WORK TO BE COMPLETED. Print nothing except the lines of the listing below from the line with "Target: gray propane tank" to the line with "Annotation task — mark the volcano", each exactly as written, both ends included.
■ ■ ■ ■ ■ ■ ■
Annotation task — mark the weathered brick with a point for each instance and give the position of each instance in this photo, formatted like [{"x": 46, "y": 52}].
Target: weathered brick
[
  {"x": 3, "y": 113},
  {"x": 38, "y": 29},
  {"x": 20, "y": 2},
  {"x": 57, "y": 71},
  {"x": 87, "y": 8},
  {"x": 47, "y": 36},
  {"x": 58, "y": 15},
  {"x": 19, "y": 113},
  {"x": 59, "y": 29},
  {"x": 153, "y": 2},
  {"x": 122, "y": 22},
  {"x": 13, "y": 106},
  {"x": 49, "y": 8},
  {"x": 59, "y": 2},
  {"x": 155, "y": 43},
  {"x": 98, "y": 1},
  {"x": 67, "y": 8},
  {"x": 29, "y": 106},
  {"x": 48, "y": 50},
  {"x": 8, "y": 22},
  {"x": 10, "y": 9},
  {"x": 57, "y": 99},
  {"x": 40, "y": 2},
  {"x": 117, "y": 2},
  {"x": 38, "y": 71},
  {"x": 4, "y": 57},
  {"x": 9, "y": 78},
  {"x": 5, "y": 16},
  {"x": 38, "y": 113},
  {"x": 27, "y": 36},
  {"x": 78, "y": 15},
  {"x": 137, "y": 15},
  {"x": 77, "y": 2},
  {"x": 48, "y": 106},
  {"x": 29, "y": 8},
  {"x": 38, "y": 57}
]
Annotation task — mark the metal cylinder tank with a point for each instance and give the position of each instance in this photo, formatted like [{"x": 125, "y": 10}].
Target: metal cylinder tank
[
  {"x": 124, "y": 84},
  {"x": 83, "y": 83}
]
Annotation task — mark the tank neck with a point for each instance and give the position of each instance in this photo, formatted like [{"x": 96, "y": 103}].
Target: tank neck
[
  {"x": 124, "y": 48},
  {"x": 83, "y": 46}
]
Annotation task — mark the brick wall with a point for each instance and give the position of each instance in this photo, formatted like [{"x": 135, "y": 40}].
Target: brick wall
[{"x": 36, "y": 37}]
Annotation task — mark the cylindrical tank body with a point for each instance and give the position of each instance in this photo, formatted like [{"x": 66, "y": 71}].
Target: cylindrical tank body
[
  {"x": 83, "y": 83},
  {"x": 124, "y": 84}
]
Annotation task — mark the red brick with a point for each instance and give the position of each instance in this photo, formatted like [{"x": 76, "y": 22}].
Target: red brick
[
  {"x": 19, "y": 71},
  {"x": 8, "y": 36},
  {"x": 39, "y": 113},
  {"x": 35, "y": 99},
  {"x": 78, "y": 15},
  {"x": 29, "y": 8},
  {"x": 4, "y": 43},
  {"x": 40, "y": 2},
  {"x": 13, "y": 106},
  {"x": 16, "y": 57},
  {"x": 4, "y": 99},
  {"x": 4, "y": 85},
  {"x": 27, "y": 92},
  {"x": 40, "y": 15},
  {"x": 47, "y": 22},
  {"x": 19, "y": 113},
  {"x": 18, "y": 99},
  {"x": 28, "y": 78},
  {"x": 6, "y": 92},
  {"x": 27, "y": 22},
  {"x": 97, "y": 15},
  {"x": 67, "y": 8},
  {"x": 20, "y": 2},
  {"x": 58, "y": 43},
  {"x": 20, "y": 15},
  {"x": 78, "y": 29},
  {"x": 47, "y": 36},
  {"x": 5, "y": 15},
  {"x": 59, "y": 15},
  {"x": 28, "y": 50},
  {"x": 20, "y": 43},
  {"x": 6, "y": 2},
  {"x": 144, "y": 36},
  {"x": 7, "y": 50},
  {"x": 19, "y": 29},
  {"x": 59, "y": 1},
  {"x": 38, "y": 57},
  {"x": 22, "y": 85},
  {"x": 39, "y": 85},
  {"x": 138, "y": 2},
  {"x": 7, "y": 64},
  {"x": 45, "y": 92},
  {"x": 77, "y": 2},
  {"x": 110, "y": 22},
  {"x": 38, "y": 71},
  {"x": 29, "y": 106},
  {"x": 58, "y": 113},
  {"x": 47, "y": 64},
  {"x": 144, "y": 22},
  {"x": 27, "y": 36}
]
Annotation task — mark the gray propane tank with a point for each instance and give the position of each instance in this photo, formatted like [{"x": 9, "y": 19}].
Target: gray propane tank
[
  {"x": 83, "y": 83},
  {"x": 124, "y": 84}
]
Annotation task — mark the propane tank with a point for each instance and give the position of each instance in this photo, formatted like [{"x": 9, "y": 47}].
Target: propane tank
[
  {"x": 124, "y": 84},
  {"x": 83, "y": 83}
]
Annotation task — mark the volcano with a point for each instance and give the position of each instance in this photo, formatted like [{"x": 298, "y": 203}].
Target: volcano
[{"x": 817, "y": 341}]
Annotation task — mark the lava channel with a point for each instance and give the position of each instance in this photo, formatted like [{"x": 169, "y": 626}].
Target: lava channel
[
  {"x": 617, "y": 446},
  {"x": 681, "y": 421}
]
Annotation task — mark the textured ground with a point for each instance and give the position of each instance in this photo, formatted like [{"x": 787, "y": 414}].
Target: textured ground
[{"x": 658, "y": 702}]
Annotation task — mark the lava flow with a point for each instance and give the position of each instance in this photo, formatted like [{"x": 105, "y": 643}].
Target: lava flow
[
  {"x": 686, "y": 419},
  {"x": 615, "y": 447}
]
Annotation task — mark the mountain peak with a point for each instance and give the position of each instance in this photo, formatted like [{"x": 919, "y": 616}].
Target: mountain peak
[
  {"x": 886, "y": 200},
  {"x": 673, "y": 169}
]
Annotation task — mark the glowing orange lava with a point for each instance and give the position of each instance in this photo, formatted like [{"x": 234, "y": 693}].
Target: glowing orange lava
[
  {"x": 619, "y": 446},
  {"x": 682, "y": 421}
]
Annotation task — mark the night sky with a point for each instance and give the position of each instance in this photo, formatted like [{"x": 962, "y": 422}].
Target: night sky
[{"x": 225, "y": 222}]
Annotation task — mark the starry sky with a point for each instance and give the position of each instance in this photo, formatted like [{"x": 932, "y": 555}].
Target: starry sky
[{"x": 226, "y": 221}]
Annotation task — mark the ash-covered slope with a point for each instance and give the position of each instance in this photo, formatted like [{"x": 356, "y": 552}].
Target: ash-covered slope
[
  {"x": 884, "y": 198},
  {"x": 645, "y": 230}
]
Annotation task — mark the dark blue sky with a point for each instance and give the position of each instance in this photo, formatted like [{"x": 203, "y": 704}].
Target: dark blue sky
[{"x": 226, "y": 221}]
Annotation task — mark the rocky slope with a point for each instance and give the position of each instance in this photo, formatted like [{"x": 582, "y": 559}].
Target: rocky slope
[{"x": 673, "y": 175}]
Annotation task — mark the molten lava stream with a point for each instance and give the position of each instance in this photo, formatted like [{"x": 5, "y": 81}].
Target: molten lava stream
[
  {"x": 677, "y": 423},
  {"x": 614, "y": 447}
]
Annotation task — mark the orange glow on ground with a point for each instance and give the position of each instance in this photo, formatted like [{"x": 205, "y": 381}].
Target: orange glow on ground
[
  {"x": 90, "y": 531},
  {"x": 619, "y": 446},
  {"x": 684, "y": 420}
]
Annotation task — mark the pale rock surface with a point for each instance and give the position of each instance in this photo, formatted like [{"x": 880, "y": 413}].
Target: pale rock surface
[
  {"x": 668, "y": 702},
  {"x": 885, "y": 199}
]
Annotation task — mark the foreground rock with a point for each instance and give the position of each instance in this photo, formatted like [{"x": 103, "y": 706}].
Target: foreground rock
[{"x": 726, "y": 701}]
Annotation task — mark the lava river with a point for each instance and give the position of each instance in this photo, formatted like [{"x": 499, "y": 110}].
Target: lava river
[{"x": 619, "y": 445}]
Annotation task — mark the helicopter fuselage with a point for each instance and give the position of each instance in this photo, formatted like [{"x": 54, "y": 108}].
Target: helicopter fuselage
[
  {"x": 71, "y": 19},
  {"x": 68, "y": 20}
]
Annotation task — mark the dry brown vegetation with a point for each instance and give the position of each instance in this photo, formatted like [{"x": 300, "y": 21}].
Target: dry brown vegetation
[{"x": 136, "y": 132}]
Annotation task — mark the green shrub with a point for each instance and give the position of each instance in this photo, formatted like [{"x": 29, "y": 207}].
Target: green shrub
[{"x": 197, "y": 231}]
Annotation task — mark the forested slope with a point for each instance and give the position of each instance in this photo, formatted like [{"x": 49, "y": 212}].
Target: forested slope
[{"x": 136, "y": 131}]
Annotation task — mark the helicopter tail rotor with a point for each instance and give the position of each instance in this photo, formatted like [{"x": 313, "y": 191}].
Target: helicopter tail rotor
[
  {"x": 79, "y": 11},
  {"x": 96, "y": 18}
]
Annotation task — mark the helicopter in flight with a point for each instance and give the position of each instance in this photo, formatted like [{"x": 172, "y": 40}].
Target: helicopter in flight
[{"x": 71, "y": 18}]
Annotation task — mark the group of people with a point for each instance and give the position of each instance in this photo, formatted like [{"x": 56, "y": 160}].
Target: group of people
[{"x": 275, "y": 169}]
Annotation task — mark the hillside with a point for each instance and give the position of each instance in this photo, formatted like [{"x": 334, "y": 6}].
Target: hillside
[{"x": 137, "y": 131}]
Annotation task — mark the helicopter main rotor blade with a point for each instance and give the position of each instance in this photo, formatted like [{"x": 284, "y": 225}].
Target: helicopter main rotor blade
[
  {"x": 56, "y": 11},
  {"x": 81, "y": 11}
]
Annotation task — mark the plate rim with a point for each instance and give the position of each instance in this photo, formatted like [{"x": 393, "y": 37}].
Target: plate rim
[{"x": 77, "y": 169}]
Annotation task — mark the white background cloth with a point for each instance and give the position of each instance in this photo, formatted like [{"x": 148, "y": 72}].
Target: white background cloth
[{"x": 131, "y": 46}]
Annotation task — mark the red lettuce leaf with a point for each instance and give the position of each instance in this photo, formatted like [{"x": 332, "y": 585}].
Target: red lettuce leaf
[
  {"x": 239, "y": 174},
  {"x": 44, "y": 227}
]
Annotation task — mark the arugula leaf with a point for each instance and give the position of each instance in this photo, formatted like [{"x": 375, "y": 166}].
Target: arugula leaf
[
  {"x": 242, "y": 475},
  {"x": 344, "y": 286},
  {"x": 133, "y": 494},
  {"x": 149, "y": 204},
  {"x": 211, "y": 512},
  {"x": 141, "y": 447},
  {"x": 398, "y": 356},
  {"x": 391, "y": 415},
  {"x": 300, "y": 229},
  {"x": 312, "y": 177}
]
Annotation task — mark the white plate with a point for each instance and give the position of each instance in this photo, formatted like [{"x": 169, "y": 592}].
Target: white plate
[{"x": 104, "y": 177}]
■ ■ ■ ■ ■ ■ ■
ANSWER BOX.
Target: gray propane tank
[
  {"x": 83, "y": 83},
  {"x": 124, "y": 84}
]
Annotation task — mark the propane tank with a point for each instance and give the position of each instance in this photo, formatted like [{"x": 9, "y": 47}].
Target: propane tank
[
  {"x": 124, "y": 84},
  {"x": 83, "y": 83}
]
Annotation task — mark the volcano with a point for each instance and give the position of each instance in this photo, formatted like [{"x": 298, "y": 203}].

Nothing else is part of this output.